### ЦЕЛЬ ЗАДАНИЯ
Замените "эйкосиэдр" на "икосаэдр" в отрывке о красоте и приведите весь участок от "Первозданная или абсолютная" вплоть до "по математическим соображениям.".

### ФРАГМЕНТ ТЕКСТА
+++

Смекни!
smekni.com

Века просвещения (стр. 21 из 65)

Первозданная или абсолютная красота имеет общую основу или причину, порождающую идеи красоты у людей. Секрет красоты заключается в соединении разнообразного. Единство в разнообразии и порождает идею красоты, где бы мы его не восприняли. Этот принцип позволяет выявлять количественные характеристики идеи красоты. Так в геометрических телах эйкосиэдр превосходит додекаэдр, а этот последний – октаэдр, который все же прекраснее куба; и этот, в свою очередь, превосходит правильную пирамиду. Очевидно, причиной этого является большее разнообразие при равном единообразии (119, 64). С последним примером могут согласиться мусульмане, для них Кааба прекраснее пирамиды Хеопса, но едва ли по математическим соображениям.

Абсолютной красотой наслаждаются и астрономы, наблюдая различные фазы, аспекты и положения планет относительно друг друга. Но и вторичные качества могут произвести то же впечатление на воспринимающий дух, когда часть поверхности нашего земного шара, окрашенная в очень приятный, неброский цвет (яркие цвета – признак легкомыслия и ветрености, замечает в другом месте Хатчесон), прекрасно разнообразится различными оттенками света и тени в зависимости от различного положения форм ее поверхности, в горах, долинах, холмах и открытых равнинах, которые по-разному наклонены к великому светилу!

То же чувство возникает при созерцании разнообразия растений и животных, которые проявляют единообразие в видах, способе их роста и размножении. Хатчесон отмечает также разнообразие и в природе жидкостей. В первозданную красоту включается и гармония или красота звучаний. Тут нам доставляют особое удовольствие не только созвучия, но и, странным образом, диссонансы, освежая наш слух разнообразием.

+++

### ИСХОДНЫЕ ДАННЫЕ
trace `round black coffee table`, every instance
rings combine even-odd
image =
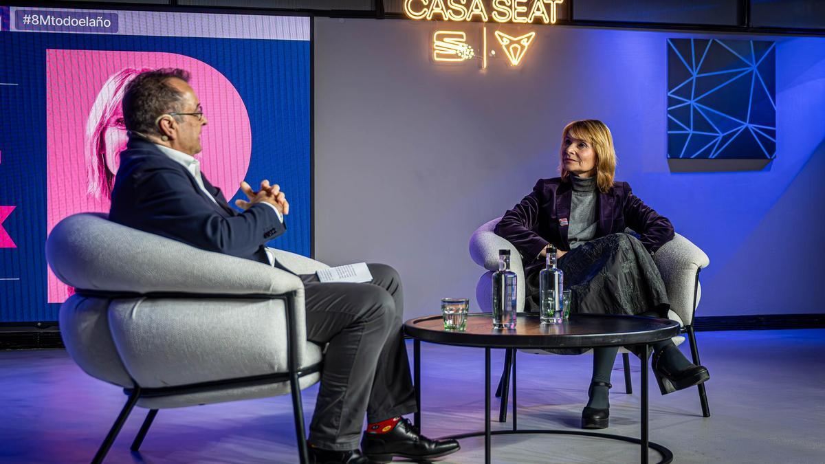
[[[451,438],[484,436],[484,462],[490,462],[492,435],[510,433],[558,433],[622,440],[641,445],[641,462],[648,462],[648,448],[662,455],[660,463],[672,461],[667,447],[648,439],[648,359],[650,344],[679,334],[679,324],[667,319],[630,315],[572,315],[562,324],[542,325],[536,315],[520,314],[512,330],[493,329],[489,313],[473,313],[467,317],[464,332],[444,329],[441,315],[411,319],[404,323],[404,332],[413,339],[413,376],[419,412],[415,424],[421,429],[421,342],[484,348],[484,432],[452,435]],[[490,349],[492,348],[571,348],[635,345],[640,352],[642,383],[641,438],[578,430],[519,430],[516,422],[516,395],[513,391],[512,430],[490,430]],[[515,360],[514,360],[515,362]],[[513,369],[515,383],[516,371]]]

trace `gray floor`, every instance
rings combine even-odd
[[[651,440],[675,462],[825,462],[825,330],[700,333],[711,417],[695,389],[662,396],[650,376]],[[412,347],[410,347],[412,348]],[[686,347],[683,347],[686,348]],[[412,349],[410,349],[412,353]],[[483,430],[483,351],[422,344],[423,429]],[[493,352],[500,372],[503,352]],[[592,357],[518,358],[519,428],[578,430]],[[625,395],[616,362],[610,433],[639,436],[639,372]],[[495,383],[493,383],[493,388]],[[304,391],[308,415],[317,386]],[[125,397],[79,370],[64,351],[0,352],[0,462],[87,462]],[[493,405],[498,401],[493,399]],[[124,427],[107,462],[294,462],[288,396],[162,410],[140,454],[129,444],[145,414]],[[493,422],[493,429],[509,424]],[[637,445],[555,435],[493,437],[494,462],[634,462]],[[658,460],[651,452],[651,462]],[[479,438],[443,462],[483,462]]]

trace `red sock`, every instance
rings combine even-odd
[[[382,420],[381,422],[372,422],[366,426],[366,433],[386,433],[387,432],[392,432],[393,428],[395,428],[395,426],[398,425],[399,420],[401,420],[400,417],[394,417],[387,420]]]

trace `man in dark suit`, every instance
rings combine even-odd
[[[248,199],[227,204],[200,173],[200,131],[207,123],[180,69],[148,71],[126,88],[123,115],[130,138],[120,154],[110,219],[200,249],[289,271],[265,247],[286,230],[289,202],[277,185],[246,182]],[[416,410],[406,347],[401,281],[394,269],[370,264],[371,282],[304,283],[307,337],[328,343],[315,413],[309,426],[314,462],[427,460],[459,449],[431,440],[401,417]],[[364,414],[369,426],[358,449]]]

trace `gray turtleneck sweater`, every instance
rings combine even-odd
[[[568,241],[570,249],[593,239],[596,236],[596,176],[582,178],[570,175],[573,181],[573,201],[570,204],[570,225]]]

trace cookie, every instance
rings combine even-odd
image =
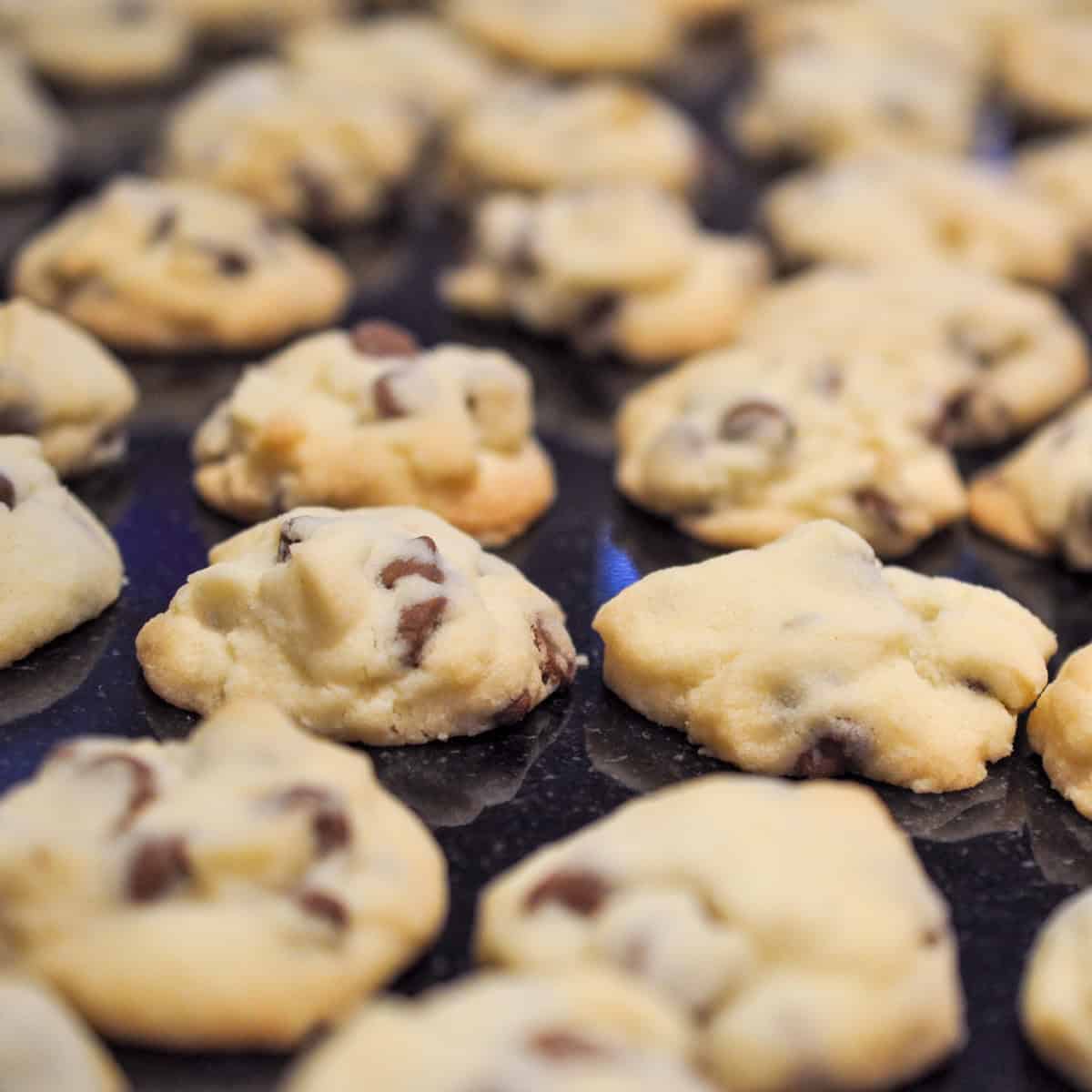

+++

### ИТОГОВЫЙ РЕЗУЛЬТАТ
Первозданная или абсолютная красота имеет общую основу или причину, порождающую идеи красоты у людей. Секрет красоты заключается в соединении разнообразного. Единство в разнообразии и порождает идею красоты, где бы мы его не восприняли. Этот принцип позволяет выявлять количественные характеристики идеи красоты. Так в геометрических телах икосаэдр превосходит додекаэдр, а этот последний – октаэдр, который все же прекраснее куба; и этот, в свою очередь, превосходит правильную пирамиду. Очевидно, причиной этого является большее разнообразие при равном единообразии (119, 64). С последним примером могут согласиться мусульмане, для них Кааба прекраснее пирамиды Хеопса, но едва ли по математическим соображениям.